## EXTRACTED TEXT:
-------------------------

Dietary cholesterol, like eating dietary cholesterol, doesn't move the blood lipids.
It doesn't change.
That's not what changes your cholesterol.
It's like sedentary lifestyle and sugar and processed foods.
Those things elevate cholesterol more than eating things with cholesterol.
It's very strange.
And then saturated fat, we all grew up thinking saturated fat was bad.
That's why you have margarine, right?
Margarine is fucking illegal now.
Do you know that?
Do you know trans fats are illegal now?
unidentified
No.
joe rogan
Do you know trans fats, in the next three years, they have to remove them from food.
They have three more years to take them out of food.
They gave them a grace period of three years so these companies can shift their manufacturing.
brian redban
What's some food that has trans fats that we all eat all the time?
joe rogan
Chips.
A lot of Doritos and shit.
I don't know if Doritos, but Fritos.
Sammy, find us some shit with trans fats in it.
tony hinchcliffe
So those are going to start tasting different soon.
joe rogan
It might taste better, honestly.
The thing is, people thought that margarine was good for you.
Margarine is fucking terrible for you.
Unsaturated fat is bad for you.
Saturated fat is good for you.
That's how fucking stupid we are.
Our whole lives we grew up with shitty information and a lot of it is because scientists were paid off by the sugar company.
There's a whole New York Times article about it.
It's stunning.
You read it and you go, oh my god, this is responsible for who knows how many millions of people making poor dietary choices and perhaps ruining the quality of their life, ruining the amount of energy they have, ruining the amount of inspiration they would have because their body was fucking with them, causing all sorts of premature death and diseases.
And it's not an exaggeration.
It's like a subject that has been gnawing at me for years now.
It's a crazy, crazy subject.
tony hinchcliffe
Yeah, I've sort of been talking about it lately.
I graze upon it in my stand-up about how fats, something that you need, and carbs, which is what makes you fat, is something that you don't need.
But we call fat people fat, and that's insulting.
That's why I don't call fat people fat.
I call them carbs.
Call it what it is.
joe rogan
The problem is carbs aren't even necessarily bad for you.
It's sugar.
Sugar is what's bad for you.
And the issue isn't carbs because carbs with fiber, like some carbs, like Ezekiel bread, it's not bad for you.
tony hinchcliffe
And it's just amazing, though, the marketing of it, though.
You're right because it's like you're taught that sugar is sweet and sugar is good and give your kids candy on Halloween and sugar, sugar, sugar.
And then we call fat people fat.
That's the part that's weird.
joe rogan
Well, what's weird is if you see those photos that you saw a long time ago, From the 1920s and the 1930s, you don't see anyone fat.
You see these people walking around and everyone looks slender.
It's super rare where you see a Jackie Gleason type character.
tony hinchcliffe
Sweden too.
When we were in Sweden, even the pregnant women were skinny.
joe rogan
Yeah, it's because America has let these assholes put all kinds of fucked up shit that tastes great but is hugely bad for you.

-------------------------

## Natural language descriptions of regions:
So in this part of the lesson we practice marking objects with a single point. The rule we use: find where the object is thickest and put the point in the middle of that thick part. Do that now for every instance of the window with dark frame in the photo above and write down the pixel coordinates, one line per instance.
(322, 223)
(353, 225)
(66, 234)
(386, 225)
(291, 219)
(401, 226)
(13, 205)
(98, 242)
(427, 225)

-------------------------

Pick up the podcast conversation about cholesterol, fats, and sugar, continuing from its final sentence.

And they've put it all throughout our food.
And they did it when we were growing up.
I mean, come on, man.
We all ate Lucky Charms.
We all ate Cocoa Puffs and fucking...
I used to love Captain Crunch.
That shit is straight sugar.
I would eat a whole bowl of that.
Like a giant bowl.
brian redban
Do you know they sell just the berries now as a cereal?
joe rogan
Oh, God.
unidentified
Yeah.
joe rogan
That's insane.
They're not even going to pretend.
Fuck all that crunchy shit.
Just marshmallows and milk.
jamie vernon
Trans fats?
joe rogan
Yes.
jamie vernon
Cakes, pies, and cookies, especially with frosting.
joe rogan
Oh, too bad.
Those hostess apple pies.
Those awesome hostess pies.
jamie vernon
Microwave popcorn.
joe rogan
Microwave popcorn as trans fats?
jamie vernon
Frozen pizza.
brian redban
Holy shit.
unidentified
Frozen pizza.
jamie vernon
Donuts, fried fast foods, cream-filled candy, crackers, breakfast sandwiches, biscuits.
joe rogan
Jesus.
brian redban
Breakfast sandwiches.
Why breakfast sandwiches?
joe rogan
Yeah, but what about Big Macs?
jamie vernon
This is from the Cleveland Clinic.
joe rogan
Not Big Macs.
I mean, what about McGriddles?
Just because you said that, I want one on the way home.
brian redban
I had one two days ago.
joe rogan
I want one right now.
jamie vernon
It says they typically contain at least one gram of trans fats.
Take a close look at the ingredients and you're likely to find partially hydrogenated oils in the top five.
joe rogan
See, we used to think that that was good.
Partially hydrogenated soy oil.
brian redban
Because it's partial.
joe rogan
Yeah.
Or partially hydrogenated corn oil.
Isn't that amazing?
We used to think that that was good.
People would prefer that.
You would think you were making the healthy choice by choosing that.
Motherfuckers!
jamie vernon
It says if refrigerated or frozen dough produces a texture that seems too good to be true, it probably is.
joe rogan
God damn it.
tony hinchcliffe
Yeah, you gotta make it fresh.
joe rogan
And that's probably what's in vegan ice cream and shit, to make it all mushy.
brian redban
Oh, fuck yeah.
tony hinchcliffe
Yeah, whatever they did to make vegan stuff good, they did it.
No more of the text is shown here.